Directions for this task - Repeat every one of the records below word for word, but leave the pictures out.

══════

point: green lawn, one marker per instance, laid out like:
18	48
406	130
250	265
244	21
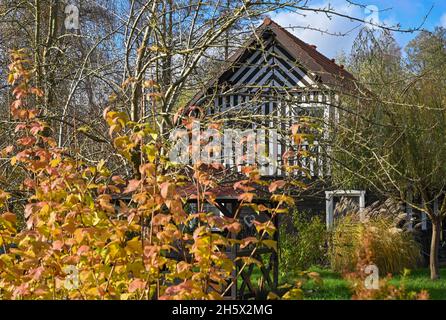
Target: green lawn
336	288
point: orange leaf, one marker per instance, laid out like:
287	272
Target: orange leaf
132	186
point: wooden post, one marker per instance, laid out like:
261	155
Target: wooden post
329	209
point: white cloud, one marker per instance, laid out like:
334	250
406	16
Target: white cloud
330	45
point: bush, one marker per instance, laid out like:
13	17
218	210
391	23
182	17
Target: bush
305	245
389	248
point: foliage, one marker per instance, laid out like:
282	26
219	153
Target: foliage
82	241
376	240
386	290
303	247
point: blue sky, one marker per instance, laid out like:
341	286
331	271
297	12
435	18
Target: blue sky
409	13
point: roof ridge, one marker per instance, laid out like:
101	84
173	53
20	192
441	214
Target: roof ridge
300	42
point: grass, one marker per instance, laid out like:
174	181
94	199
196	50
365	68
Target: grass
336	288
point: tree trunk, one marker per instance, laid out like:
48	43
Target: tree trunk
435	245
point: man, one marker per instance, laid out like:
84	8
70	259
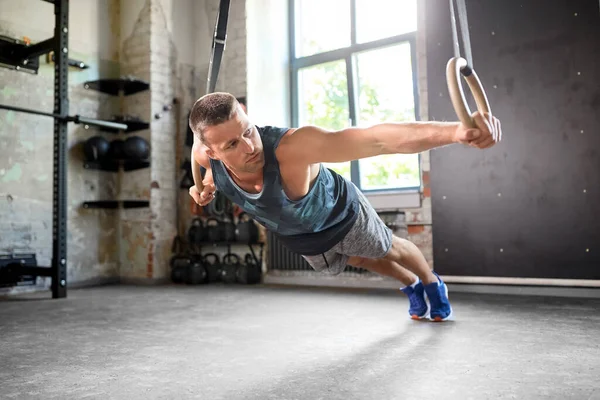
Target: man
276	175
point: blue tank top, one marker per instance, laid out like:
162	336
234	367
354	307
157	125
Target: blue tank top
309	226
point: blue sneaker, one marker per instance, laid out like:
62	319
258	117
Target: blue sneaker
437	293
416	296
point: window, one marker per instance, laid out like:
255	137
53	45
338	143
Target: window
353	64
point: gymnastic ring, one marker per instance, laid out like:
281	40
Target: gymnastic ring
458	66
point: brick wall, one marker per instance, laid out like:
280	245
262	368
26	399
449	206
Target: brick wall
27	143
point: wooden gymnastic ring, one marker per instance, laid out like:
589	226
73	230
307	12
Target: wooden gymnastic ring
458	66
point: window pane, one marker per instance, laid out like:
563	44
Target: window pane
385	87
377	19
323	100
321	26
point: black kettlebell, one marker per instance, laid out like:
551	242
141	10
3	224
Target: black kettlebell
179	267
196	272
136	148
212	263
229	230
214	230
196	232
250	272
115	152
246	230
229	267
95	148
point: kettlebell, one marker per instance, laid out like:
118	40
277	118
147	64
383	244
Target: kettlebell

══════

Answer to the problem -
point: green lawn, one marker per instance, laid out like:
18	48
406	130
250	265
244	21
Target: green lawn
336	288
point: orange leaf, one marker per instance, laid out like:
287	272
Target: orange leaf
132	186
point: wooden post, one marker per instance, laid out like:
261	155
Target: wooden post
329	209
point: white cloud, one marker per instance, laid out like:
334	250
406	16
Target: white cloud
330	45
point: bush, one marker per instance, laid out like:
13	17
218	210
391	23
182	17
Target: bush
305	245
389	248
point: foliage, one marker per instance, laid out like:
282	26
219	153
Target: foliage
82	241
376	240
386	290
303	247
point: blue sky, one marker per instance, laid out like:
341	286
331	271
297	12
435	18
Target: blue sky
409	13
point: roof ridge, one marker per instance, laid out like:
101	84
173	53
20	192
441	214
Target: roof ridge
300	42
point: grass, one marker per instance, laid out like:
174	181
94	199
196	50
365	68
Target: grass
336	288
point: tree trunk, one marker per instance, laid out like:
48	43
Target: tree trunk
435	245
point: man, one marker per instance, laid out like:
84	8
70	259
Target: man
276	175
point: blue tank top, one marker per instance, laid out like:
162	336
234	367
354	307
157	125
Target: blue tank top
309	226
point: blue sneaker, one marker per instance, laid out like:
62	319
258	117
Target: blue sneaker
437	293
416	296
point: window, one marker per instance, laid out like:
255	137
53	45
338	143
Target: window
353	64
point: gymnastic ring, one marker per instance, laid out like:
281	40
Target: gymnastic ring
458	66
point: brick wall, one marker per instance, laid out like:
280	245
262	368
26	399
449	206
Target: brick wall
27	143
point: wooden gymnastic ring, one marker per instance, laid out like:
589	226
73	230
307	12
Target: wooden gymnastic ring
458	66
point: window pane, one marker per instance, laid out like:
563	44
Target: window pane
385	87
377	19
323	100
321	26
point: black kettlebell, one marker per instance, laid out like:
551	242
141	10
3	224
Target: black kettlebell
179	267
196	272
136	148
212	263
229	230
214	230
196	232
250	272
115	152
246	230
229	267
95	148
point: kettlebell, one marker per instance, laid out like:
118	40
277	118
147	64
383	244
Target: kettlebell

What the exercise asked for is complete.